▶ [SHORT TASK 1]:
In the EUR/USD report, write out the part that opens with the words containing "There were persistent" and closes with "second-half growth outlook.", substituting "Spain" for "Ireland".
▶ [SHORT TASK 2]:
Condense the paragraph of the EUR/USD report that begins "US jobless claims fell" into a short bulleted list that keeps its main facts.

▶ [PASSAGE GIVEN]:

■ ■ ■ ■ ■

EUR/USD

The Euro continued to find support close to the 1.30 level on Thursday with short-term funds unable to trigger stop-loss selling below this level. This failure helped trigger a short-covering rally for the currency as the dollar also succumbed to profit taking as it hit important resistance areas.

There were persistent doubts surrounding the Euro-zone outlook with speculation that Portugal and Ireland could require additional bailouts. Markets were also expecting the ECB to maintain an aggressive monetary policy to help salvage the banking sector which dampened demand for the Euro.

US jobless claims fell to 351,000 in the latest reporting week from 365,000 previously maintaining a run of generally favourable labour-market data. There were robust readings for the regional PMI indices as the New York Empire index rose to 20.2 from 19.5 the previous month, although there was a dip in the orders component. There was a similar pattern in the Philadelphia Fed index as a rise to 12.5 from 10.2 masked a weaker reading for orders which may trigger some unease over the second-half growth outlook.

■ ■ ■ ■ ■

Dataset rows
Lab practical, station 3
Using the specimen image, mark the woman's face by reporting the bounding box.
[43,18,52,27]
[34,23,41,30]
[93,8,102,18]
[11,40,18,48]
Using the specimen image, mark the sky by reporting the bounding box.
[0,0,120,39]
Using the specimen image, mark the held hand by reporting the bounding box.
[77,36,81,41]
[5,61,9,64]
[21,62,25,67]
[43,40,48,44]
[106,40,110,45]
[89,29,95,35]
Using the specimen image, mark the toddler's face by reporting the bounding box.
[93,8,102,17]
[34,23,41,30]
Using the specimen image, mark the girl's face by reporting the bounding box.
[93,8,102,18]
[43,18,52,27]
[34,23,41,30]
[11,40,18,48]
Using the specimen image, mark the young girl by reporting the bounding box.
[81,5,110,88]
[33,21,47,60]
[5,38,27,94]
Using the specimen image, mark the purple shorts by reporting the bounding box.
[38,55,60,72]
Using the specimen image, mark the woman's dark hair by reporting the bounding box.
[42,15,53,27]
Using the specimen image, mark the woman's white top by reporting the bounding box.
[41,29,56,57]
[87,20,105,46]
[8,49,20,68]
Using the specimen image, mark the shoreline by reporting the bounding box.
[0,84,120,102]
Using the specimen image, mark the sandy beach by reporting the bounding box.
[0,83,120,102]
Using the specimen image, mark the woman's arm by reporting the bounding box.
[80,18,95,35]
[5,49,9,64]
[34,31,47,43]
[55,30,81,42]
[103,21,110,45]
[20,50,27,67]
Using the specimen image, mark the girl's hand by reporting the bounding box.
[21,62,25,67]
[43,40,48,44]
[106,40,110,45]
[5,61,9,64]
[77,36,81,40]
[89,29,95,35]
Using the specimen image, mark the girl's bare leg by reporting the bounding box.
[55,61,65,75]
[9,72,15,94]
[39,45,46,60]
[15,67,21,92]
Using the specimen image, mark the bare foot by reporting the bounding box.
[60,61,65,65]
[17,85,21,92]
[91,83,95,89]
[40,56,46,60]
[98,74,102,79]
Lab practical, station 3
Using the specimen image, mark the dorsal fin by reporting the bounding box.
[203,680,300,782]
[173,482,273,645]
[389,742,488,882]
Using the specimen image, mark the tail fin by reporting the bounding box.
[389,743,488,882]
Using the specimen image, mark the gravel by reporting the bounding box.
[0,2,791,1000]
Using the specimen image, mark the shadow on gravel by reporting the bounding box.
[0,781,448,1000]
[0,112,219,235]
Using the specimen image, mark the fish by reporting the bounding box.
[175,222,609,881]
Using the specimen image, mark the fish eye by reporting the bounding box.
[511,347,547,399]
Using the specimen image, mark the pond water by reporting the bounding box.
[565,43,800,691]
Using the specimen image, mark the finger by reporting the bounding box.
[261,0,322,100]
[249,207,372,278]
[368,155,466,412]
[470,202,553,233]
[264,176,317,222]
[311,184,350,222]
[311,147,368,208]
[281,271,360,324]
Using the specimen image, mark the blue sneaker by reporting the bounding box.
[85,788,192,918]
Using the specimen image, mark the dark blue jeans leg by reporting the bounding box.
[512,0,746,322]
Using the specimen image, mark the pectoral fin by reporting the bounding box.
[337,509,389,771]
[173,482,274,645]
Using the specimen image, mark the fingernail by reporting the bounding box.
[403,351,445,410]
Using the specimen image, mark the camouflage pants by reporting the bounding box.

■ ■ ■ ■ ■

▶ [PROBLEM SOLUTION 1]:
There were persistent doubts surrounding the Euro-zone outlook with speculation that Portugal and Spain could require additional bailouts. Markets were also expecting the ECB to maintain an aggressive monetary policy to help salvage the banking sector which dampened demand for the Euro.

US jobless claims fell to 351,000 in the latest reporting week from 365,000 previously maintaining a run of generally favourable labour-market data. There were robust readings for the regional PMI indices as the New York Empire index rose to 20.2 from 19.5 the previous month, although there was a dip in the orders component. There was a similar pattern in the Philadelphia Fed index as a rise to 12.5 from 10.2 masked a weaker reading for orders which may trigger some unease over the second-half growth outlook.

▶ [PROBLEM SOLUTION 2]:
- US jobless claims fell to 351,000 in the latest reporting week from 365,000, continuing a run of generally positive job-market data.
- The New York Empire index rose to 20.2 from 19.5 the previous month, though its orders component dipped.
- The Philadelphia Fed index rose to 12.5 from 10.2, but a weaker orders reading may cause some unease over the second-half growth outlook.